Objective -
Pick up the email about SQLite's ROWID below where it stops, and write what comes next.

Hi Igor, Keith,

I think my explanation wasn't very clear.

I just meant to say that ROWID is not a sequence number of insertion in the case when an INTEGER PRIMARY KEY is used - it comes across as a sequence number when we don't have an integer primary key.

Rest of the answers less relevant now - but inline.

On 11/2/2013 11:45 AM, Igor Tandetnik wrote:
On 2/10/2013 10:06 PM, Mohit Sindhwani wrote:

The OP reads records in a loop. I imagine he or she may simply use a loop counter as a sequence number, if that's what is needed. However, I too read the original question as asking for a unique identifier, such as ROWID, rather than a sequence number (which, as I said, is easy to obtain). The OP is asking for "record number that sqlite creates when it creates your record" - that is, the ID generated on row insertion, also known as ROWID.
That is, of course, correct.


2. The problem with INTEGER PRIMARY KEY.. it is not representative of
what we expect from a ROWID.  We expect ROWID to be a sequential number
that increases with every record insertion.

Who do you mean "we", Kemo Sabe?

By "we", I probably meant myself :) When I saw ROWID first, I assumed it was a sequence number of sorts.. and that lead to all sorts of problems. My intention was to warn someone else to not make that assumption.

Given data -
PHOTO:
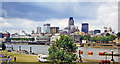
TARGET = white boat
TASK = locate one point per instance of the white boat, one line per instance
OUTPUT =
(43, 58)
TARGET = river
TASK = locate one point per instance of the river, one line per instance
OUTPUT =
(44, 49)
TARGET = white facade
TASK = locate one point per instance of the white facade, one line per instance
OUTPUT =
(55, 37)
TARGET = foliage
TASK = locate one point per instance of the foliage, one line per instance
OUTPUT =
(103, 39)
(118, 34)
(107, 34)
(22, 39)
(81, 38)
(87, 37)
(61, 50)
(3, 46)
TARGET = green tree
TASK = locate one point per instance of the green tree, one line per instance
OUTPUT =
(61, 50)
(112, 37)
(87, 37)
(107, 34)
(3, 46)
(81, 38)
(118, 34)
(93, 39)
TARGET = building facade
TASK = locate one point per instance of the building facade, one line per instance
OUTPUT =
(46, 28)
(97, 31)
(54, 29)
(71, 21)
(85, 27)
(38, 30)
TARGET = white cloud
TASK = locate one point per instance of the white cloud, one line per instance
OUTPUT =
(60, 0)
(15, 24)
(107, 13)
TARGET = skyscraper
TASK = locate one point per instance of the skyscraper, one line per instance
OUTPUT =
(54, 29)
(96, 31)
(71, 21)
(46, 28)
(38, 30)
(85, 27)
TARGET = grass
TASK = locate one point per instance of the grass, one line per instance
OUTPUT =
(21, 57)
(29, 59)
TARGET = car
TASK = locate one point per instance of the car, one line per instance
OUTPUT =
(43, 58)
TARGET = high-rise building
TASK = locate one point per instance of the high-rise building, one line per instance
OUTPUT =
(38, 30)
(33, 32)
(71, 21)
(85, 27)
(6, 34)
(97, 31)
(46, 28)
(1, 35)
(91, 32)
(54, 29)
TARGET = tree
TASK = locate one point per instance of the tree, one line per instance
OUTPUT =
(87, 37)
(3, 46)
(118, 34)
(93, 39)
(112, 37)
(62, 50)
(81, 38)
(107, 34)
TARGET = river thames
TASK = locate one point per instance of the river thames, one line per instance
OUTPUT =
(44, 49)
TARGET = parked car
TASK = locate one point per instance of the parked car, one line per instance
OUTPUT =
(43, 58)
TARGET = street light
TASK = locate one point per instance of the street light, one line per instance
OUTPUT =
(112, 56)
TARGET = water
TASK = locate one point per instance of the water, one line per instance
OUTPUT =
(44, 49)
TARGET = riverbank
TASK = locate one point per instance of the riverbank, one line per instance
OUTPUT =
(99, 45)
(33, 58)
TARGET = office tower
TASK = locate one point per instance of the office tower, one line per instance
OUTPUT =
(54, 29)
(85, 27)
(97, 31)
(71, 21)
(91, 32)
(6, 34)
(46, 28)
(38, 30)
(33, 32)
(1, 35)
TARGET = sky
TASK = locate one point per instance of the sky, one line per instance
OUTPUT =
(28, 15)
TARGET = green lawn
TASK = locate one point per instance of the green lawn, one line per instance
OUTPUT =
(21, 57)
(29, 59)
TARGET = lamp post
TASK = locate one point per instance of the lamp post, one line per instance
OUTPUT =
(112, 56)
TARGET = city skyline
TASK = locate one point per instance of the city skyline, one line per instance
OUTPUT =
(28, 16)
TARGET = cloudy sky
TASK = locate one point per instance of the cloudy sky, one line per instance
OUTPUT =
(28, 15)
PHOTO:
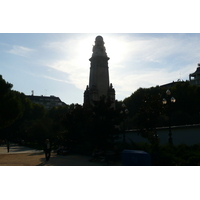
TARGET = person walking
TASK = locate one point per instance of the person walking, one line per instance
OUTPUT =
(8, 146)
(47, 149)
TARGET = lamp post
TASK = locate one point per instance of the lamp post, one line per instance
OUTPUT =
(124, 111)
(169, 100)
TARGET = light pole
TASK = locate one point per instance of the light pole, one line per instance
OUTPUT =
(169, 100)
(124, 111)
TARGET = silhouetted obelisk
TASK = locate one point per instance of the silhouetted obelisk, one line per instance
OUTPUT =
(99, 86)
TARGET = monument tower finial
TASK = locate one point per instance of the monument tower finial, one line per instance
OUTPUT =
(99, 86)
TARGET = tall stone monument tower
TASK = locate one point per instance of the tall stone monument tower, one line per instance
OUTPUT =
(99, 86)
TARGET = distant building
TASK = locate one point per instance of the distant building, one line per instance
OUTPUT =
(195, 77)
(99, 86)
(47, 102)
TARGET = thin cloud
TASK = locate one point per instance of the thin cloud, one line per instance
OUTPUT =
(136, 61)
(20, 51)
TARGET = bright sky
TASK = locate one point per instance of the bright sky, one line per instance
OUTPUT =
(58, 64)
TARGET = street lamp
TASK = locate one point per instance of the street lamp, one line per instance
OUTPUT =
(124, 111)
(169, 100)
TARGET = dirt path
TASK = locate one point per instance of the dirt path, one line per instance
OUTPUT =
(38, 159)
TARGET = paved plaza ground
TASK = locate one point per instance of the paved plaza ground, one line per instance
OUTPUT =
(23, 156)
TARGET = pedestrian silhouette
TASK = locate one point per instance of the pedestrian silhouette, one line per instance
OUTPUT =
(47, 149)
(8, 146)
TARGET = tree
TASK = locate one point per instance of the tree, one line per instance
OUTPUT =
(10, 104)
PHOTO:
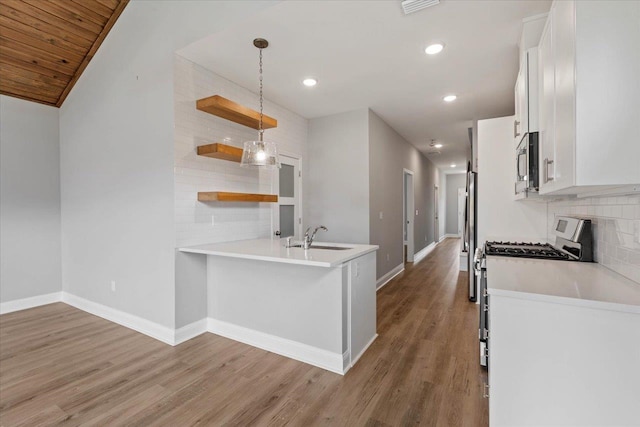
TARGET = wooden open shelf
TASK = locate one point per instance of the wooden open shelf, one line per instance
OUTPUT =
(220, 196)
(222, 107)
(221, 151)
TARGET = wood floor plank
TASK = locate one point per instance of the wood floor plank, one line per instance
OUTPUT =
(61, 366)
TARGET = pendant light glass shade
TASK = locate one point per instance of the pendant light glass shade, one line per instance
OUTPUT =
(260, 154)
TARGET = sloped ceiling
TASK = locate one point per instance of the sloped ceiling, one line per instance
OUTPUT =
(45, 45)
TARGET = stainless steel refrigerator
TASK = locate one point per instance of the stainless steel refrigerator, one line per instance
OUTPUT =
(471, 235)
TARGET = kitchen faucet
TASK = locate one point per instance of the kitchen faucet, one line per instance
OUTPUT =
(308, 239)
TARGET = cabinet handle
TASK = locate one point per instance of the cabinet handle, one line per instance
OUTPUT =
(545, 167)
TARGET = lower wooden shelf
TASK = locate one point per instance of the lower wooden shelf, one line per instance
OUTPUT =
(221, 196)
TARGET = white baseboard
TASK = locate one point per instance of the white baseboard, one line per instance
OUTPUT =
(449, 236)
(31, 302)
(390, 275)
(144, 326)
(366, 347)
(305, 353)
(189, 331)
(423, 253)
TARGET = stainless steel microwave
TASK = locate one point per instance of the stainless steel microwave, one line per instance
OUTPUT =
(527, 166)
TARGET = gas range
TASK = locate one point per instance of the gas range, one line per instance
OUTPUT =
(573, 243)
(525, 250)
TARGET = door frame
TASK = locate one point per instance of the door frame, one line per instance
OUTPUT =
(296, 161)
(408, 207)
(436, 216)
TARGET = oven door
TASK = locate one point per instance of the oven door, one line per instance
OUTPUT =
(483, 329)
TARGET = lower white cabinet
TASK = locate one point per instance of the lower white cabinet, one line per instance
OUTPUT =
(562, 364)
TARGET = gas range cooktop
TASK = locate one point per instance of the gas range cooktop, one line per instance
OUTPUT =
(525, 250)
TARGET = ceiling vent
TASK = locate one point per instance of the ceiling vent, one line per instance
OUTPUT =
(410, 6)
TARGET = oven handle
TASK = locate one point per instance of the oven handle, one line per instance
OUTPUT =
(477, 259)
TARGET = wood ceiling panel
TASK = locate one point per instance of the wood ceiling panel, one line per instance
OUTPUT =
(97, 7)
(45, 45)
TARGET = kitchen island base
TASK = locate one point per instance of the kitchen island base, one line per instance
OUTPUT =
(316, 306)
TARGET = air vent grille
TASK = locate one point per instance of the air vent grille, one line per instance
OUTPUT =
(410, 6)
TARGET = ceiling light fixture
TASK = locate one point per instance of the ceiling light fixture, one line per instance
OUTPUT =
(260, 153)
(434, 144)
(310, 82)
(434, 48)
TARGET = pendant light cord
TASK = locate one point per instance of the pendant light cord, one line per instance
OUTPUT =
(260, 130)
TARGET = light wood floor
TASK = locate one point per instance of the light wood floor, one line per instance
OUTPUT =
(59, 365)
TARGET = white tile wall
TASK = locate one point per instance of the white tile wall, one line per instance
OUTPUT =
(200, 223)
(616, 229)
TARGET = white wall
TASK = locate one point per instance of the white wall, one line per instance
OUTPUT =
(454, 182)
(197, 222)
(29, 200)
(117, 154)
(338, 178)
(442, 203)
(499, 215)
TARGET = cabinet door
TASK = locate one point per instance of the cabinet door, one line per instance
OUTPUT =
(546, 72)
(563, 40)
(521, 123)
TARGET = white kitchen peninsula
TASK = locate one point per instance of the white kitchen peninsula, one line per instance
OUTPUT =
(317, 305)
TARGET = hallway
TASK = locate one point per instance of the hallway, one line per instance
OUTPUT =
(59, 365)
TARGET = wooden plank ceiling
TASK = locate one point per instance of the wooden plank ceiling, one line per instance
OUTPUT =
(45, 45)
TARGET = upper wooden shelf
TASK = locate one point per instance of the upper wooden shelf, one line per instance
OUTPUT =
(220, 196)
(221, 151)
(222, 107)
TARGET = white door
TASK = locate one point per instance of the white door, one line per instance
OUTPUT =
(287, 212)
(408, 208)
(462, 200)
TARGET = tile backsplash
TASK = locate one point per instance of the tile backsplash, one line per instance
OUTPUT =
(200, 223)
(616, 229)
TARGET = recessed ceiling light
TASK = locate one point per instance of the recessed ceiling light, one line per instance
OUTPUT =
(310, 82)
(434, 48)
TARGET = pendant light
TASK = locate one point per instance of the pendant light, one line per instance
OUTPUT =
(260, 153)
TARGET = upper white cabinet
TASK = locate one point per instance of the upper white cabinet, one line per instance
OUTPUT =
(589, 63)
(526, 96)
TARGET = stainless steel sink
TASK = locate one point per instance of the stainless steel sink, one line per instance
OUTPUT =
(330, 248)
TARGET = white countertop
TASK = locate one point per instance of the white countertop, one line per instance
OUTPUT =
(273, 250)
(565, 282)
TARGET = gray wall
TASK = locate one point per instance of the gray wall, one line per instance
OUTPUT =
(117, 157)
(29, 200)
(389, 155)
(337, 187)
(454, 181)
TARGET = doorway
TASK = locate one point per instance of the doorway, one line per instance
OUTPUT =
(436, 222)
(408, 208)
(287, 213)
(462, 206)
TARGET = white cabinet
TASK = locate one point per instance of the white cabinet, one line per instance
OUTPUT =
(526, 96)
(561, 364)
(589, 60)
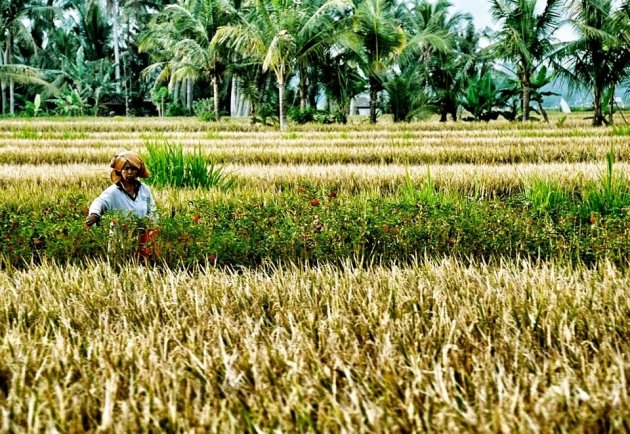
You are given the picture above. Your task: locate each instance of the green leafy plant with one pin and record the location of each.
(170, 166)
(204, 109)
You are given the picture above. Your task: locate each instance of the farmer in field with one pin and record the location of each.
(127, 195)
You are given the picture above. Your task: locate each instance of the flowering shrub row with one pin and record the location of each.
(304, 226)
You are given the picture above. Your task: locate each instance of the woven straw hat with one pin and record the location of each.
(118, 162)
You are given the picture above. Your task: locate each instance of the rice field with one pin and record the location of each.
(441, 339)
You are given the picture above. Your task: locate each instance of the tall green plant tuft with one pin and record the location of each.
(170, 166)
(611, 193)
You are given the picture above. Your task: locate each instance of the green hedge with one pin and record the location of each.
(321, 227)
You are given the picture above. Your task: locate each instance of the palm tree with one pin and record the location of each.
(525, 38)
(445, 72)
(382, 38)
(13, 30)
(275, 33)
(187, 30)
(379, 25)
(598, 58)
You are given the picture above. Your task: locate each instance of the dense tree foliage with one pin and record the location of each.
(270, 58)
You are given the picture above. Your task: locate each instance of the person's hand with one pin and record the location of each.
(91, 220)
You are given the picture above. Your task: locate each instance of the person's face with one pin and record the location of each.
(129, 172)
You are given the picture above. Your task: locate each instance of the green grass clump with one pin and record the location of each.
(171, 167)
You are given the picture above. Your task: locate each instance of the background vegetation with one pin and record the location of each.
(307, 61)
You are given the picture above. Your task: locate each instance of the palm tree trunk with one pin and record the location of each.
(612, 105)
(3, 85)
(527, 91)
(176, 96)
(283, 122)
(12, 96)
(598, 118)
(215, 92)
(189, 96)
(373, 97)
(116, 44)
(303, 88)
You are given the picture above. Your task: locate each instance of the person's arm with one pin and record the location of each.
(151, 208)
(97, 208)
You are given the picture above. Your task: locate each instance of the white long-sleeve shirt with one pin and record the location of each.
(115, 198)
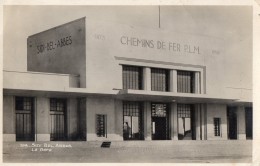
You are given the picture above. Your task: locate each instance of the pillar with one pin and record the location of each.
(8, 119)
(119, 118)
(147, 121)
(174, 120)
(197, 82)
(42, 119)
(173, 81)
(241, 123)
(203, 121)
(197, 121)
(147, 78)
(72, 118)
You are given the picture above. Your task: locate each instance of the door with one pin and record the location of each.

Written response -
 However, if you have
something like num INTEGER PRIMARY KEY, you will be able to do this:
insert with num=1  #rowid = 1
insert with num=2  #rowid = 2
insert with num=4  #rowid = 4
insert with num=3  #rowid = 3

It could be argued that the OP wanted the 3rd record to have a row
number of 3, rather than 4.

Why then would the OP insert the row with num=4, rather than 3? Why do the extra work for the sole purpose of hurting your goal? That doesn't make much sense.

Was meant to be an illustration that ROWID is not a sequence number...


So, it doesn't give the concept of sequence at all since an INTEGER
PRIMARY KEY needs to be unique, but does not have to be monotonically
increasing.

Well, if you go out of your way to intentionally break the monotonically increasing sequence, then you end up with a broken sequence. Gun, meet foot.

Again, meant to illustrate that when you are not using an INTEGER PRIMARY KEY, the ROWID is monotonically increasing. When using an INTEGER PRIMARY KEY, that will not be so. So, just be careful if you intend to do something like select * from mytable ORDER by ROWID DESC LIMIT 1; and hope to select the last inserted record if you have an INTEGER PRIMARY KEY on that table.


I have been caught out by this - I read what the documentation says but
just did not carefully understand it.  What the above means is this:
* You do an insert in the sequence as above, you say that I should not
sort by id ASC because you want it in insertion order
* You decide then to do a sort by ROWID ASC - expecting that ROWID is
maintaining the sequence since when you do a general SELECT * from
mytable; you often get it in insertion sequence (if I'm not wrong).

You are wrong. Normally, with a simple SELECT like this, you get the results ordered by ROWID. SQLite table is stored as a b-tree, with ROWID as its key, so that's the natural order of traversal.

Learn something every day :)

Thanks!

Best Regards,
Mohit.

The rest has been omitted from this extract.